▶ [Problem]
Your copy should repeat the data that follows exactly and contain no image.

▶ [Given data]

#####

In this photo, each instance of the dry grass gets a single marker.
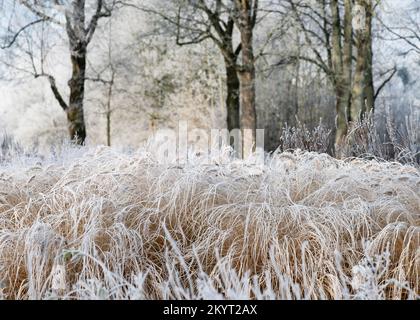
(100, 224)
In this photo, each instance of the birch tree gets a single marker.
(72, 16)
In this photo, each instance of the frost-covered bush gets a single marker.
(395, 143)
(8, 147)
(300, 137)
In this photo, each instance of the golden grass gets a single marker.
(108, 225)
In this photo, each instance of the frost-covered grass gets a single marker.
(102, 224)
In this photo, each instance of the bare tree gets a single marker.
(80, 31)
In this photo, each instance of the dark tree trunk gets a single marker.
(370, 88)
(75, 113)
(232, 97)
(247, 18)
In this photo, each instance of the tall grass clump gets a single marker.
(102, 224)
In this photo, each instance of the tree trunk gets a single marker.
(341, 55)
(247, 85)
(232, 98)
(361, 87)
(75, 113)
(369, 88)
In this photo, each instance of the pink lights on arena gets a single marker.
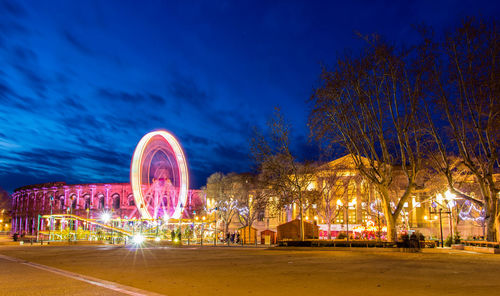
(159, 176)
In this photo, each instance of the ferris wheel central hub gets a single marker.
(159, 176)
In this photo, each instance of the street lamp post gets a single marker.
(51, 218)
(215, 228)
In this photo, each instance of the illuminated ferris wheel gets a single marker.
(159, 176)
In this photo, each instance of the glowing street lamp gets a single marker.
(105, 217)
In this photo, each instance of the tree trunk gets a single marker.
(492, 225)
(389, 216)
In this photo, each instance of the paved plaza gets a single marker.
(243, 271)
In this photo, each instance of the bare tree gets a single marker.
(222, 189)
(285, 178)
(252, 198)
(463, 80)
(368, 104)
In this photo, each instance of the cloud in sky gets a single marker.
(82, 82)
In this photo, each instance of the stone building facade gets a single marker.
(84, 200)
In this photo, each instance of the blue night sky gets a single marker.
(82, 81)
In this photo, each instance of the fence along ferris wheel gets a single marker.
(159, 176)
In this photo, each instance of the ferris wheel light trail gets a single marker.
(137, 168)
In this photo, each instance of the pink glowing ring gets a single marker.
(159, 176)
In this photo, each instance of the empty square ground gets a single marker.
(254, 271)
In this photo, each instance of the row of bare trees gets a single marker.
(240, 196)
(392, 106)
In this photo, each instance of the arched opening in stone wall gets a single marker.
(61, 202)
(116, 201)
(87, 200)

#####

▶ [Result for this exercise]
In this photo, each instance of the dry grass gets a single marker.
(100, 224)
In this photo, each instance of the birch tree gets a single marker.
(72, 16)
In this photo, each instance of the frost-covered bush gets a single marker.
(395, 143)
(8, 147)
(300, 137)
In this photo, each instance of the golden grass gets a single marker.
(108, 225)
In this photo, each instance of the frost-covered grass gets a single marker.
(102, 224)
In this photo, each instance of the bare tree gets a single marker.
(80, 31)
In this photo, each instance of the dark tree trunk gets a single marker.
(370, 88)
(75, 113)
(232, 97)
(247, 18)
In this photo, each instance of the tall grass clump gets a single marker.
(102, 224)
In this photo, each instance of the tree trunk gets a single marker.
(341, 55)
(247, 85)
(232, 98)
(361, 87)
(75, 113)
(369, 88)
In this photo, each instance of the pink lights on arena gets a single marker.
(159, 176)
In this photo, each instance of the ferris wheel central hub gets a single marker.
(159, 176)
In this photo, each instance of the street lamp post gets a single marker.
(51, 218)
(215, 228)
In this photo, each instance of the illuminated ferris wheel gets a single marker.
(159, 176)
In this photo, each instance of the glowing street lamp gets a single marker.
(105, 217)
In this photo, each instance of the tree trunk gets a single marker.
(492, 225)
(389, 216)
In this photo, each instance of the paved plaza gets a single marker.
(243, 271)
In this photo, each instance of the bare tree gets a single marker.
(222, 189)
(285, 178)
(252, 198)
(463, 80)
(368, 104)
In this photo, each instance of the cloud in sky gets a single marker.
(82, 82)
In this photo, each instance of the stone building facade gets a single marker.
(84, 200)
In this photo, each instance of the blue night sky gets a single marker.
(82, 81)
In this photo, each instance of the fence along ferris wheel gets a single marker.
(159, 176)
In this photo, each instance of the ferris wheel light trail gets a single marker.
(137, 168)
In this photo, each instance of the pink glowing ring gets a single marker.
(159, 176)
In this photo, each instance of the empty square ground gets a single marker.
(254, 271)
In this photo, each instance of the row of bare trees gets a single marker.
(240, 196)
(392, 106)
In this photo, each instance of the arched opening in stone wall gets a single marker.
(61, 202)
(116, 201)
(87, 200)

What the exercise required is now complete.